EXCERPTED TEXT:
____________________

Validation of selected genes using the TRANSBIG study indicated that though our gene subset performed relatively well for predicting disease mortality (median C-index of 0.61, Figure 7), the performance for disease recurrence was somewhat disappointing (median C-index of 0.56). Predictions on disease mortality did, however, compare favorably to those based on clinical data and those based on the previously published Veridex signature. It should be noted that there was considerable heterogeneity in the fitted Beta coefficients between the TRANSBIG study and our investigation, indicating that models fitted to one data set cannot be directly used to make predictions in the other data set. This can be attributed to a variety of reasons, including patient genetic and physiological heterogeneity, differences in sample processing and tissue collection, differences between qRT-PCR and microarray expression measurements, and the fact that the TRANSBIG study consisted solely of node negative patients (though, no significant interaction was found between nodal status and the genes in our novel gene signature). In light of this, the gene expression models derived in our investigation warrant further examination, validation, and possible refinement in a clinical trial setting in order to be adopted as routine clinical tests.

Conclusions

Our goal is to identify small, clinically-relevant gene subsets to develop gene expression-based tests and gain insight into the interrelationships between these genes and clinical outcome. Based on published reports describing statistical and apparent clinical significance of various large molecular signatures of breast cancer, mRNA levels of each of 32 gene candidates were evaluated by qPCR in 225 breast carcinoma specimens. Over-expression of ten genes (RABEP1, PGR, NAT1, PTP4A2, SLC39A6, ESR1, EVL, TBC1D9, FUT8 and SCUBE2) was associated with reduced time to disease-related mortality, while four genes (RABEP1, PGR, SLC39A6 and FUT8) were associated with reduced recurrence times.

____________________

WHAT THIS EXERCISE ASKS:
**1.** Answer the following from the excerpt on breast cancer gene expression:
(a) What median C-index did the gene subset achieve for disease recurrence in the TRANSBIG validation?
(b) What kind of patients made up the entire TRANSBIG study?
(c) In how many breast carcinoma specimens were mRNA levels evaluated by qPCR?
**2.** Retype everything in the excerpt on breast cancer gene expression from "Conclusions" down to "reduced recurrence times.".

EXERCISE DATA:
____________________

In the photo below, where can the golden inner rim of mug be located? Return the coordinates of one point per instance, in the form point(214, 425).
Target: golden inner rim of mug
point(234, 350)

____________________

EXERCISE RESULTS:
**1.**
(a) 0.56
(b) Node negative patients
(c) 225

**2.**
Conclusions

Our goal is to identify small, clinically-relevant gene subsets to develop gene expression-based tests and gain insight into the interrelationships between these genes and clinical outcome. Based on published reports describing statistical and apparent clinical significance of various large molecular signatures of breast cancer, mRNA levels of each of 32 gene candidates were evaluated by qPCR in 225 breast carcinoma specimens. Over-expression of ten genes (RABEP1, PGR, NAT1, PTP4A2, SLC39A6, ESR1, EVL, TBC1D9, FUT8 and SCUBE2) was associated with reduced time to disease-related mortality, while four genes (RABEP1, PGR, SLC39A6 and FUT8) were associated with reduced recurrence times.